Extract to read =
We discussed archetypes – the witch is an archetype. This character exists in many different cultures. Does it not also exist in Japan? Some people thought not. Later, I got this comment from a participant:

today’s talk on the archetype and the witch made me rethink about the difference between Western and Japanese culture. And it also reminded me of my childhood when I was always wondering if there are any witches in Japan. It might be difficult to find an exact image of “witch” in Japan, but “yamanba” may be the closest.

I have to correct what I have said when you have mentioned about “noh” masks. There is a “hannya,” who turns into an “oni” due to her jealousy, but perhaps you were suggesting “yamanba” instead? (In Japanese here).

Update: It might be interesting to compare Lewis’ White Witch with the Japanese character “Yuki-Onna“. Or perhaps also with Andersen’s Snow Queen. That would make a good essay for students, don’t you think?

What interests me in the idea of archetype is that there are similar types that exist in the minds and cultures of human beings who live in very different places. Dragons, for instance, are found in the myths and legends of China and Japan. This is understandable, as the two countries are close geographically and culturally. Perhaps the notion of dragon came to Japan from China. However, dragons also appear in Norse, Celtic and Indian myths.

What is asked = Continue the passage on archetypes such as witches and dragons, starting right after its last sentence.

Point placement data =
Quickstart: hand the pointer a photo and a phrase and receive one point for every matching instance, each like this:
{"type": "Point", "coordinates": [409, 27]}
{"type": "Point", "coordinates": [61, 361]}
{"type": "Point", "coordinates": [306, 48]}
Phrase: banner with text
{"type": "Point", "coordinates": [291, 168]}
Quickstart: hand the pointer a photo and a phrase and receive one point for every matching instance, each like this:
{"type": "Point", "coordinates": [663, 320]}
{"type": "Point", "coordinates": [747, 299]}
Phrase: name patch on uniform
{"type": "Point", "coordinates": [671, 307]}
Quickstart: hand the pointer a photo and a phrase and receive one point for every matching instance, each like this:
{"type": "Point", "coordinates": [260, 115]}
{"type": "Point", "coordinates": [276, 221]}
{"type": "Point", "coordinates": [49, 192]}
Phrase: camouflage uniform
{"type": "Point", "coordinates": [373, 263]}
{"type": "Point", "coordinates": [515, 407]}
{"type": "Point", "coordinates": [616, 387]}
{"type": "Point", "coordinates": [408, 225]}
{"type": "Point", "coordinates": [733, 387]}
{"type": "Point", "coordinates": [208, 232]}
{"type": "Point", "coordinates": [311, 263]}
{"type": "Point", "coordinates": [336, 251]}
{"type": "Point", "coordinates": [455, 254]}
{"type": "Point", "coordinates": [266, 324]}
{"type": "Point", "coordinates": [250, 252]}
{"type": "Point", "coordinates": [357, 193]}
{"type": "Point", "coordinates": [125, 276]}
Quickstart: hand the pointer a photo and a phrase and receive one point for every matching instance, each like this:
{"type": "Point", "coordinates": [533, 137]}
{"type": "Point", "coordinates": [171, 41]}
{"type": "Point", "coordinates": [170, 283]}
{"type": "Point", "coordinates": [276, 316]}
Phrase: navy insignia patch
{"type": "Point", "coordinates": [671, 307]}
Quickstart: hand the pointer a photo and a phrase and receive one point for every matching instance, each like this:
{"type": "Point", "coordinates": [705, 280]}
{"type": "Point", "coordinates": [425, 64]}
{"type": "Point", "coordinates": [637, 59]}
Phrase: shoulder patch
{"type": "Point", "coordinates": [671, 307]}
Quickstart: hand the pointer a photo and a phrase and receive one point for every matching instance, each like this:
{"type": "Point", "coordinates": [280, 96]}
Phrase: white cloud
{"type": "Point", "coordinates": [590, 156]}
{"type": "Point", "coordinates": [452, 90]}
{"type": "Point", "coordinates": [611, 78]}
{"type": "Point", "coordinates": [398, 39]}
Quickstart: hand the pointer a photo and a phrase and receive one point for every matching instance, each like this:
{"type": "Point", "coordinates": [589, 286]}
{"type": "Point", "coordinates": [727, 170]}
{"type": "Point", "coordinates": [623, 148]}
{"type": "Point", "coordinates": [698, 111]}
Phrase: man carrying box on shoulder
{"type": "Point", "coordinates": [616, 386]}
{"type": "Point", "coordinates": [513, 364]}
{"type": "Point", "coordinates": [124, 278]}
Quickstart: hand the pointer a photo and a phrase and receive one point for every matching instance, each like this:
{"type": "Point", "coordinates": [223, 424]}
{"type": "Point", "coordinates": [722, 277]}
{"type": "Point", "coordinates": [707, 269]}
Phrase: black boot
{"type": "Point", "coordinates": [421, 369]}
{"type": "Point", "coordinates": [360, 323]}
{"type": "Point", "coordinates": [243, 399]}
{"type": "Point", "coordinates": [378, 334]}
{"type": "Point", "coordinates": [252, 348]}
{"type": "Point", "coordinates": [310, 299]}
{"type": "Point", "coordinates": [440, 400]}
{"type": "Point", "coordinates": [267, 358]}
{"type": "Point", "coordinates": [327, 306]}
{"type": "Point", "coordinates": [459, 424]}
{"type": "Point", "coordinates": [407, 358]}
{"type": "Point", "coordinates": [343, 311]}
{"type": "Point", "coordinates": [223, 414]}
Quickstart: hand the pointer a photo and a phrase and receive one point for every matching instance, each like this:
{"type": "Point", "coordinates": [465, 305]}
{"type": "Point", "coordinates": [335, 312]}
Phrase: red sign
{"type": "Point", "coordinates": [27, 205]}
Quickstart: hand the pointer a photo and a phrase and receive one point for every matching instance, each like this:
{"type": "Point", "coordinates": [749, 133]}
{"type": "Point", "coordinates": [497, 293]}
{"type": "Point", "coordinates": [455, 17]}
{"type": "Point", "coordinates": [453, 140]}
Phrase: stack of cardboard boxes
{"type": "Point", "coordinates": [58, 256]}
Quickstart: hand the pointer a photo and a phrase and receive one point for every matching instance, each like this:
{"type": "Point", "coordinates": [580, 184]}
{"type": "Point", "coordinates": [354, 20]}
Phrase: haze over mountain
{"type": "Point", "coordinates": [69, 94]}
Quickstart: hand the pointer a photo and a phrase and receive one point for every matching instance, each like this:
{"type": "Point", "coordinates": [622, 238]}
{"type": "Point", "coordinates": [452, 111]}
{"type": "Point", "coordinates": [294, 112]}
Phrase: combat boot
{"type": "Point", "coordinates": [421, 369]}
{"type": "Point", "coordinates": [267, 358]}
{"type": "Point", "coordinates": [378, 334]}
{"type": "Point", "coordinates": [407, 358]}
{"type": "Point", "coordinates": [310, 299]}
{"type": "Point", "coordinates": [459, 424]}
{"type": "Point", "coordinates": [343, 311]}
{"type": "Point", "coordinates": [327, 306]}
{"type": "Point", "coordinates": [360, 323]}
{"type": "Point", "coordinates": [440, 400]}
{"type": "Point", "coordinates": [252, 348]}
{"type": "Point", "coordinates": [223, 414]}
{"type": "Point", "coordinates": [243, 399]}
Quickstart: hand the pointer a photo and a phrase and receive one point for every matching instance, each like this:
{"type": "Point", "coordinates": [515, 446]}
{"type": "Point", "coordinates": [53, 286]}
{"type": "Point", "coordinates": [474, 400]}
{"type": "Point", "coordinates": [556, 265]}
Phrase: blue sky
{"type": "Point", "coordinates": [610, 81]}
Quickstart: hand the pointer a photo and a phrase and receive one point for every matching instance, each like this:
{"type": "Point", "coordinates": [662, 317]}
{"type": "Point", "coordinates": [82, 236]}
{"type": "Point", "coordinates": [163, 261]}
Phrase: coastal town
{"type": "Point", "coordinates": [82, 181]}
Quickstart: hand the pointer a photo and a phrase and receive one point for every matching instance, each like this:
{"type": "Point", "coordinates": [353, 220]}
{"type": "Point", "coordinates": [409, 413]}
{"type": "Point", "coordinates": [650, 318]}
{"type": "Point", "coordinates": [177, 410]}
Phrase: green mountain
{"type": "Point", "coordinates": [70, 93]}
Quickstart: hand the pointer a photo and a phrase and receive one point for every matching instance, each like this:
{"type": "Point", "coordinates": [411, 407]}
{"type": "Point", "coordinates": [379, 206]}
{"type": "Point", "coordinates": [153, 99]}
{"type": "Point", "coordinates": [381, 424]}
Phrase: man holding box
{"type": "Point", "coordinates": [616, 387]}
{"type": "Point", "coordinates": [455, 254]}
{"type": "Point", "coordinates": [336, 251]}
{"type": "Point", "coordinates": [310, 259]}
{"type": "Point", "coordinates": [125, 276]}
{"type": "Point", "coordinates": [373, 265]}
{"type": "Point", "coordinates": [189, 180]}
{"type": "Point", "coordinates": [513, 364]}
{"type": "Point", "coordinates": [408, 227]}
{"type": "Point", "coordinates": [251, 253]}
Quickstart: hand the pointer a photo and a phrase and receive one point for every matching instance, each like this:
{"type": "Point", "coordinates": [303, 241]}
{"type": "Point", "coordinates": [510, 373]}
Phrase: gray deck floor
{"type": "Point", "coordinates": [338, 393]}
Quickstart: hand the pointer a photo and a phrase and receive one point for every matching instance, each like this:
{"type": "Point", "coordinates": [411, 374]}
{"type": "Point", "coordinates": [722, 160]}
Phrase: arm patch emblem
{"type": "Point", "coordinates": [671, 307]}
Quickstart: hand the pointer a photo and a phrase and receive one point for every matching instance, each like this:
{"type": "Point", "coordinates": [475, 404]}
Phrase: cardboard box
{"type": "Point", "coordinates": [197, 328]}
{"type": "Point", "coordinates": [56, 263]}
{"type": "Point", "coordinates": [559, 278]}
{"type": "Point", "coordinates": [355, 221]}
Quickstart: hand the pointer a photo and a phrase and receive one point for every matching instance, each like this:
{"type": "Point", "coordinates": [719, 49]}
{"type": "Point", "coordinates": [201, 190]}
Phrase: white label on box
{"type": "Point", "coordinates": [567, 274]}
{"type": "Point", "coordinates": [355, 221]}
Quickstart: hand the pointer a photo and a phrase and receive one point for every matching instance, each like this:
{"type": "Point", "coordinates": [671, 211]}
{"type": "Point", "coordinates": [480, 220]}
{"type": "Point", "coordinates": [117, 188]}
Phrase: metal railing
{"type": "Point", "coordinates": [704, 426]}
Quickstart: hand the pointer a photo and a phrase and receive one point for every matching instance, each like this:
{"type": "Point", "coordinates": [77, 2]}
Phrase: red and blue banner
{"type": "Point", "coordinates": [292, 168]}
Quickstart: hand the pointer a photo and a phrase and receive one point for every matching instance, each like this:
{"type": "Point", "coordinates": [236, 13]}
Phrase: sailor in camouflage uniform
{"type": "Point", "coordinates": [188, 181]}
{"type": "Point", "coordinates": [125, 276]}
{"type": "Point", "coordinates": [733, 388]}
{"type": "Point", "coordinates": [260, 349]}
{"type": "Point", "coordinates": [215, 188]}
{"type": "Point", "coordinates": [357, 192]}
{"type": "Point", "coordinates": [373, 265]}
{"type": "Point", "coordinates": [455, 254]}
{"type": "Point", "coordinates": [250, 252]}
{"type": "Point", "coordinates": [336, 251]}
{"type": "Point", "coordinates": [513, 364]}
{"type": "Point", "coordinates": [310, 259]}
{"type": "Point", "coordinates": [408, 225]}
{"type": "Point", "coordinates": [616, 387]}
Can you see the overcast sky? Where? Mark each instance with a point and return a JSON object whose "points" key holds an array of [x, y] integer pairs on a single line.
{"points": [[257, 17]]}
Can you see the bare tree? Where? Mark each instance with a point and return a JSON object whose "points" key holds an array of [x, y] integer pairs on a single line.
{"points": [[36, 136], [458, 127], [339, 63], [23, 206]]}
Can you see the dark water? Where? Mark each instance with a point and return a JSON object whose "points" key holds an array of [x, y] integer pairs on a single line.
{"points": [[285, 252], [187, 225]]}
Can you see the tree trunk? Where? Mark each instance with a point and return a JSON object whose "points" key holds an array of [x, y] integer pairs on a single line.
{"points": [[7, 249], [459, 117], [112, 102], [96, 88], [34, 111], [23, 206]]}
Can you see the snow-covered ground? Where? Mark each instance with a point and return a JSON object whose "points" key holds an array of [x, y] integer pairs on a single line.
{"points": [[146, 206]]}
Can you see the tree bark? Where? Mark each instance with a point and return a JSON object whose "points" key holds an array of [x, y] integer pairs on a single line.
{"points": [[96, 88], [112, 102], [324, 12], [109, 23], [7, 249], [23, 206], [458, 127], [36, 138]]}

Expected answer =
A New York Times article (2003) about dragon is titled From Many Imaginations, One Fearsome Creature. It suggests that the origin of the dragon idea was the bones of dinosaurs, particularly of pterodactyls. However, dragons exist in Inuit mythology, yet no dinosaur fossils have ever been found where the Inuit live:

For thousands of years, cultures across the globe have feared different versions of overgrown reptiles. GREEK MYTHOLOGY — Perseus fought to spare Andromeda from a sea dragon, perhaps inspired by sightings of oarfish (right), which grow up to 30 feet long. THROUGHOUT EUROPE — Roman accounts of dragons spawned many legends; biblical dragons gave them credibility. THE INUIT — They had visions of dragons in a region where no reptiles exist. This one, confronting a caribou, was carved in bone. MT. PILATUS, SWITZERLAND — Pterodactyl fossils (below) are plentiful in this area. CHINA — Flying dragons could be harnessed for transportation. THE AZTECS — Their serpent god Quetzalcoatl had various guises and was seen as a protector usually.

Peter Schaker writes of the White Witch,

She is, of course, the evil force in the traditional fairy-tale separation of good from evil… She is simply the archetypal figure of the temptress witch, whom we respond to quite directly as “bad.” And that is how Lewis himself viewed her: “The Witch,” he wrote in a letter, “is of course Circe, . . . because she is . . . the same Archetype we find in so many fairy tales. No good asking where any individual author got that. We are born knowing the Witch, aren’t we?” [In a letter to a friend, 1954.]  Circe, in the Odyssey, tempted men with magical food and turned them into animals. The Witch, by her affinities with Circe, fits the same pattern, or archetype, as the witch who caught Hansel and Gretel, the old witch in Grimm’s “Sweetheart Roland,” and the Wicked Witch of the West in The Wizard of Oz: each tempts its prey, hates human beings, and epitomizes selfishness, cruelty, and desire for control. Each suggests to children the nature of evil..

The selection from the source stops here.